*Written task*: Repeat only the lines from the one holding "Locate the white" down to the last line of the listing below, including both of those lines.
#####
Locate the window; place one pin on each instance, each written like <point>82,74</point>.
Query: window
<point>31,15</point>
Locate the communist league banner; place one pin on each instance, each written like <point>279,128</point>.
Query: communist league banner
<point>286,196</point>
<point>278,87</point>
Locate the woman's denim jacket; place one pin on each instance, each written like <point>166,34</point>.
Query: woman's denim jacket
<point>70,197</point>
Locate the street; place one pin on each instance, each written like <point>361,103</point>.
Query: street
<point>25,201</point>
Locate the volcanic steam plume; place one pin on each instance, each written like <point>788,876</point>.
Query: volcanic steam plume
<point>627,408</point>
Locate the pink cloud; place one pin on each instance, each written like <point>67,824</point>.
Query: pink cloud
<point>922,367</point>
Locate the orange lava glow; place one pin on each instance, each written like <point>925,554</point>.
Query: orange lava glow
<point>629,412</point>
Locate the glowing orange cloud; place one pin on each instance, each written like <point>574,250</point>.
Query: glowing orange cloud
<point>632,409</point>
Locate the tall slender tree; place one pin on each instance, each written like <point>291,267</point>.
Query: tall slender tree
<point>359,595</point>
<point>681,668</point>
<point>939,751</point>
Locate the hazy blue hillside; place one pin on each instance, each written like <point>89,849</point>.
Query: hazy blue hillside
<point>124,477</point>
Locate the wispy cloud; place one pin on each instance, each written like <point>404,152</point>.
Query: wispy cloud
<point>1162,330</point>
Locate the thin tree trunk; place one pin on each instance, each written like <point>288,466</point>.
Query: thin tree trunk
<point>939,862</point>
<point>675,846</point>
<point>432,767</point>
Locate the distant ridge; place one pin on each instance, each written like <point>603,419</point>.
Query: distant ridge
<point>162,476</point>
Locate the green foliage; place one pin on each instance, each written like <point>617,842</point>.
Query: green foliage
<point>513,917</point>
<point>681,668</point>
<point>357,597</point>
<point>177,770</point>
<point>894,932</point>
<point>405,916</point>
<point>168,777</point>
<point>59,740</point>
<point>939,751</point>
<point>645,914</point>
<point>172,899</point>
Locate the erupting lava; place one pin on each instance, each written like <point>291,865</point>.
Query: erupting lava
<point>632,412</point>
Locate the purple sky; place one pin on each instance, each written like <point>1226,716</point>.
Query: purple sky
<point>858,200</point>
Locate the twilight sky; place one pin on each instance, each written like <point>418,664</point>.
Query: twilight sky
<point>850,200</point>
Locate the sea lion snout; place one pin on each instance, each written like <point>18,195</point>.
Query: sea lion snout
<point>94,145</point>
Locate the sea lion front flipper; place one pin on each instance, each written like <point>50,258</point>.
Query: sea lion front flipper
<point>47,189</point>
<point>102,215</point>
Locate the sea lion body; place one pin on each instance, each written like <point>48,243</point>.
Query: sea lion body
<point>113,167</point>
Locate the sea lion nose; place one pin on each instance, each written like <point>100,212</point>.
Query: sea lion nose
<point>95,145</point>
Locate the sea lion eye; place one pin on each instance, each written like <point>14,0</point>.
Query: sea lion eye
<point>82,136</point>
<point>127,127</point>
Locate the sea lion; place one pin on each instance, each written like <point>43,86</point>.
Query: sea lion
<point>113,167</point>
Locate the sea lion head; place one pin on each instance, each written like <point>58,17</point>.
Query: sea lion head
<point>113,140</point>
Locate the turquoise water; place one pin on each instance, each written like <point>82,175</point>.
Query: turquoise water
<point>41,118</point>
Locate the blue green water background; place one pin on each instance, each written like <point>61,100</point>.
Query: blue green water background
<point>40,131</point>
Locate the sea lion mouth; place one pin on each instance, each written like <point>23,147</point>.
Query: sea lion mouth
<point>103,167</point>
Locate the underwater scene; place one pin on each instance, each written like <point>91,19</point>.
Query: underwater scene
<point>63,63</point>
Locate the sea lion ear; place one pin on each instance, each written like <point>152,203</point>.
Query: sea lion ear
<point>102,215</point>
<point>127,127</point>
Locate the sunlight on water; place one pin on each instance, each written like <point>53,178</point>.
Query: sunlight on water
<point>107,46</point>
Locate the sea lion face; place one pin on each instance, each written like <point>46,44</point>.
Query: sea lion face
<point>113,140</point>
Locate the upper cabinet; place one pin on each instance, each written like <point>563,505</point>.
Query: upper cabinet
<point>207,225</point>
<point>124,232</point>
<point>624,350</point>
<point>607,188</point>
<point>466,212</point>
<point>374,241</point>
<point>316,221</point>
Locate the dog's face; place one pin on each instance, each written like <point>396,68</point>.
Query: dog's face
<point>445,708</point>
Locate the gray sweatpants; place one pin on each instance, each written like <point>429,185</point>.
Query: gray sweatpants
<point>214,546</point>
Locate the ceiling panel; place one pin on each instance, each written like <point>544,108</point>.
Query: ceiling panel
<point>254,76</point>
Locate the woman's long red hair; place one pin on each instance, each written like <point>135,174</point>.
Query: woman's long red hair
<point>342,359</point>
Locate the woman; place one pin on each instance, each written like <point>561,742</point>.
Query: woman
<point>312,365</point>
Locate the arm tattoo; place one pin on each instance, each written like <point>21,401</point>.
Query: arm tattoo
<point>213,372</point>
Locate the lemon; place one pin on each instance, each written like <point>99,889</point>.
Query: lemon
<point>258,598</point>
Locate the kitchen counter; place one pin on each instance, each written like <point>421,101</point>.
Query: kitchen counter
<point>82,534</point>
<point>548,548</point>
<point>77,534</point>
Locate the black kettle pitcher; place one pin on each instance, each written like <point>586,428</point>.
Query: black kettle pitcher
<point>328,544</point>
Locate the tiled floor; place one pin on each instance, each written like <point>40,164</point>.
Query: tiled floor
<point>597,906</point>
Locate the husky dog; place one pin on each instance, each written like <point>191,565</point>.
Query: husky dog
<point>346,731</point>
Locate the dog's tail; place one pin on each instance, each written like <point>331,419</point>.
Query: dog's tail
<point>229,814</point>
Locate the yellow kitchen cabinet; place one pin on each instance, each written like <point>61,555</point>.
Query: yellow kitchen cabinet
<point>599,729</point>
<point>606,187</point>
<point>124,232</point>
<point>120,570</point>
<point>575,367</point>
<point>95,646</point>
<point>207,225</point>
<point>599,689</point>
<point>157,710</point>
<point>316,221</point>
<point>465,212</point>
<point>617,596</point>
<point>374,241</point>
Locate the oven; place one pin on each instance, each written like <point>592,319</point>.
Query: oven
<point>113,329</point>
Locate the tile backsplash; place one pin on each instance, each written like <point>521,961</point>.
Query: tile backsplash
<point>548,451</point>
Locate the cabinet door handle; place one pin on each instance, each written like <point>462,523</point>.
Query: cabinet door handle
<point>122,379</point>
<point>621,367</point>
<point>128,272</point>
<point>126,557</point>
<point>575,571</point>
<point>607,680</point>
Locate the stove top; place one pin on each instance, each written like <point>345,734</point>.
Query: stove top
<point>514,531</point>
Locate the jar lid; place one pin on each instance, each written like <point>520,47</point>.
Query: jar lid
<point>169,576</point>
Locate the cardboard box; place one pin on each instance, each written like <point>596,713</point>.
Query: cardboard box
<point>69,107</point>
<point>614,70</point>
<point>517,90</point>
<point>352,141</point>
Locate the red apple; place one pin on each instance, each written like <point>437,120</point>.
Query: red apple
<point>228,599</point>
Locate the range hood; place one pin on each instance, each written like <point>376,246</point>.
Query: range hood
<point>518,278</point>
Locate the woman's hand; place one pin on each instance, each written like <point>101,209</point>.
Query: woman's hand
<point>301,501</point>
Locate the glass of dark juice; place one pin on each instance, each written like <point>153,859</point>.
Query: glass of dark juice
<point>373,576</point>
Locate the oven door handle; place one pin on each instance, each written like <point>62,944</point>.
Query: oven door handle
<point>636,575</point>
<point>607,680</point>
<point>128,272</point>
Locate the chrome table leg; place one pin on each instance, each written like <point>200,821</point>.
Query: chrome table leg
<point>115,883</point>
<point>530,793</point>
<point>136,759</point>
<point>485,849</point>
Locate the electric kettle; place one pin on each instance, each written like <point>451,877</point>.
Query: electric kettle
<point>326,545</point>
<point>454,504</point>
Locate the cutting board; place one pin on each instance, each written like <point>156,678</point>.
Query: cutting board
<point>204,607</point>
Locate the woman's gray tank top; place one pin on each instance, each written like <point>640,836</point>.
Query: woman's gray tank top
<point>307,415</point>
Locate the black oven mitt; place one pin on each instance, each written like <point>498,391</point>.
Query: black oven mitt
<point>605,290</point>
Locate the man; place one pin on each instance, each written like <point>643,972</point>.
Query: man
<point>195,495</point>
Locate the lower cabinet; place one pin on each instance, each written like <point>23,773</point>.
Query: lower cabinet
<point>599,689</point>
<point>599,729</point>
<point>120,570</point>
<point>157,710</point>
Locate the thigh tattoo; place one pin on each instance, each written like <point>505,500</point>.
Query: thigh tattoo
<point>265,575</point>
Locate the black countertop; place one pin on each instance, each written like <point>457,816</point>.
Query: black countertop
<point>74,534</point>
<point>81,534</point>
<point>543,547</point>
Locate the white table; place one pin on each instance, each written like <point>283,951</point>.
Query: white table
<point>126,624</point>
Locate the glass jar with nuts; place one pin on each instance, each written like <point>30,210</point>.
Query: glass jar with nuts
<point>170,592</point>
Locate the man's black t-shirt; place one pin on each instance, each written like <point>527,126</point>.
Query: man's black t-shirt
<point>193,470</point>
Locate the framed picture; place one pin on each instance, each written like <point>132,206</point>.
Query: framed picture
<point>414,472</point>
#####
*Response*:
Locate the white table; place one pin on each instance, each written like <point>283,951</point>.
Query: white table
<point>126,624</point>
Locate the glass jar with nuts; place one pin on each instance, each written like <point>30,210</point>.
Query: glass jar with nuts
<point>170,592</point>
Locate the man's black t-shirt; place one pin on each instance, each written like <point>527,126</point>.
Query: man's black t-shirt
<point>193,470</point>
Locate the framed picture; place one pin on each instance, each written like <point>132,206</point>.
Query: framed picture
<point>414,472</point>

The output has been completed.